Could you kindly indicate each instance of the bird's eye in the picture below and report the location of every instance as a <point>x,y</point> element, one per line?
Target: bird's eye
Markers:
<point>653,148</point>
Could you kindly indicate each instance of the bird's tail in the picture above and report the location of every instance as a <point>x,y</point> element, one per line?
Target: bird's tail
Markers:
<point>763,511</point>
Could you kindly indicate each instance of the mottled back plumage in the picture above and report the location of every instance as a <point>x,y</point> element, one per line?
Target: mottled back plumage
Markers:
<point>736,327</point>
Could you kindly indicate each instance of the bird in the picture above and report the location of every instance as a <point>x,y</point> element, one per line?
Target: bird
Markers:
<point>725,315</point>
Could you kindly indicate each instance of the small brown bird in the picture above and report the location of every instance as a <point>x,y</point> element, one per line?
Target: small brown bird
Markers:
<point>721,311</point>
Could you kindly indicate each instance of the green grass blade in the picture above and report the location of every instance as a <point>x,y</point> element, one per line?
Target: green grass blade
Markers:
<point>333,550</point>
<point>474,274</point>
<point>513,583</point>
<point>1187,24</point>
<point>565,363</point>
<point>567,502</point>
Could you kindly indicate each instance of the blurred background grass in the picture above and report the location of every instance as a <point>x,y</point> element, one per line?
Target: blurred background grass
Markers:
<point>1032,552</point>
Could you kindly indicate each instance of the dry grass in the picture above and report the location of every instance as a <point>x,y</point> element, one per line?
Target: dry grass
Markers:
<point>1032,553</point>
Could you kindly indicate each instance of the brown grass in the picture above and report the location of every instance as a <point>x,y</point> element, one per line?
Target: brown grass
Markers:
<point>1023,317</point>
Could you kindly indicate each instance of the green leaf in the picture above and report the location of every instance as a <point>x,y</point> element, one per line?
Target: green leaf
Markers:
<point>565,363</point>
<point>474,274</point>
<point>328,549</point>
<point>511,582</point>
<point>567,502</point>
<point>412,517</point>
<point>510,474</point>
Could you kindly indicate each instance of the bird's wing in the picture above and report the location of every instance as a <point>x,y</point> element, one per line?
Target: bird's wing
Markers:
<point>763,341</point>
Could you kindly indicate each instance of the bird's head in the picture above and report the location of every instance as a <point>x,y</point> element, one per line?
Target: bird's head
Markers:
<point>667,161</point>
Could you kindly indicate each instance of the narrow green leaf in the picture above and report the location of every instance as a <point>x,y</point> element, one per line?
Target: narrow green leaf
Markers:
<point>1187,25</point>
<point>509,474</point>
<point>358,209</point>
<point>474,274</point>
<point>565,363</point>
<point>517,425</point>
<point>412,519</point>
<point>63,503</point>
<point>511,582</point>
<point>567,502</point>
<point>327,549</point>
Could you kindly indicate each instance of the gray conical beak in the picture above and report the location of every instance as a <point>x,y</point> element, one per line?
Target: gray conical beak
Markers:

---

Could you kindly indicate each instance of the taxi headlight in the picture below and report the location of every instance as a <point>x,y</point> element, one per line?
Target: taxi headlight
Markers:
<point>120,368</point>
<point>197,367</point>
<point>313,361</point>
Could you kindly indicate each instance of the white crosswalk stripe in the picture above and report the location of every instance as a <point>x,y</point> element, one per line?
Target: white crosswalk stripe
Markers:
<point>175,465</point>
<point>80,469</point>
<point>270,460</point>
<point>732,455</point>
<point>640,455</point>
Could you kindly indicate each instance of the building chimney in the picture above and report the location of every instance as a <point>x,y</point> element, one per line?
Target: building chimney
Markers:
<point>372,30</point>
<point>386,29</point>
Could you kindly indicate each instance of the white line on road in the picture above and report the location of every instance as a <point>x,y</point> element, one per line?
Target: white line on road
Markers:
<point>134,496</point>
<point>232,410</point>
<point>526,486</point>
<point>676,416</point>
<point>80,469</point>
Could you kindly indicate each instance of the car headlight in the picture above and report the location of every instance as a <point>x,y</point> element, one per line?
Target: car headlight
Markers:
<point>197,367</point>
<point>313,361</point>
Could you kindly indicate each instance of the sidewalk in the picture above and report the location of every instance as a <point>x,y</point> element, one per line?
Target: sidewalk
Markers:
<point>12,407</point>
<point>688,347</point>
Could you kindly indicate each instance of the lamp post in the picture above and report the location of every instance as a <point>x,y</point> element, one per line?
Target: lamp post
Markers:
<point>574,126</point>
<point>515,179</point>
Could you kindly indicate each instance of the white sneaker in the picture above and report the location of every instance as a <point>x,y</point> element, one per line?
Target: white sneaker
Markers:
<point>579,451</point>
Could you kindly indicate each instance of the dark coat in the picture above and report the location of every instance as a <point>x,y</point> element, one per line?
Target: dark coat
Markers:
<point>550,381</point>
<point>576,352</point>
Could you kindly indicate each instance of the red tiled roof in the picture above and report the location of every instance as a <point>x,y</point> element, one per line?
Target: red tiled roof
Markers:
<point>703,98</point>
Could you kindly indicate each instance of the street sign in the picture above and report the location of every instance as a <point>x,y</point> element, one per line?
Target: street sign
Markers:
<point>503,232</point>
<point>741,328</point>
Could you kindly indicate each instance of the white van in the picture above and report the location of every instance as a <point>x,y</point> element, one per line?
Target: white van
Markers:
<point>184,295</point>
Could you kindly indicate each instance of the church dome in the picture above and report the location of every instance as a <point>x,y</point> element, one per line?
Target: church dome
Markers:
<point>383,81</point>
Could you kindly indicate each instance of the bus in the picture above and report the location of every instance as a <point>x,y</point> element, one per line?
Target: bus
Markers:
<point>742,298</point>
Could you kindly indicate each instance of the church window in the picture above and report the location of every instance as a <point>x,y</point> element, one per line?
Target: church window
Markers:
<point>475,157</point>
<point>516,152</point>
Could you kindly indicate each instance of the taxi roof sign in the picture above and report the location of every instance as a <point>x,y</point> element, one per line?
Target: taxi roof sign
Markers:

## [WHAT IS ASKED]
Print verbatim the lines of the items, beginning at the line that contains "Could you kindly indicate each instance of the dark" and stopping after the line that contains "<point>516,152</point>".

## [TASK ANSWER]
Could you kindly indicate each instance of the dark coat in the picture above and report the location of every instance as a <point>x,y</point> element, one per line?
Target: dark coat
Markers:
<point>550,381</point>
<point>576,352</point>
Could you kindly indicate each instance of the red tiled roof in the picture above and report the location of every instance as a <point>x,y</point> element, one per line?
Target: red tiled roof
Markers:
<point>703,98</point>
Could you kindly indicate each instance of the street sign in the picture above and report the location of every instance as a <point>x,y</point> element, one per line?
Target: street sign
Markers:
<point>503,232</point>
<point>741,328</point>
Could you kindly indicate each instance of the white van in the picture above and report the location of every instance as a <point>x,y</point> element, one per line?
Target: white van
Markers:
<point>184,295</point>
Could you kindly indicate each instance of the church dome in the picture above and report the location of every instance as a <point>x,y</point> element, one per line?
Target: church dome
Markers:
<point>383,81</point>
Could you kindly indicate each instance of the bus in the picture above and report the location of every instance as a <point>x,y</point> element, one per line?
Target: bus
Markers:
<point>742,298</point>
Could you kindly indicate each instance of the church window in the picture above and report the location of every instance as a <point>x,y</point> element, one per line?
Target: church window
Markers:
<point>475,157</point>
<point>516,152</point>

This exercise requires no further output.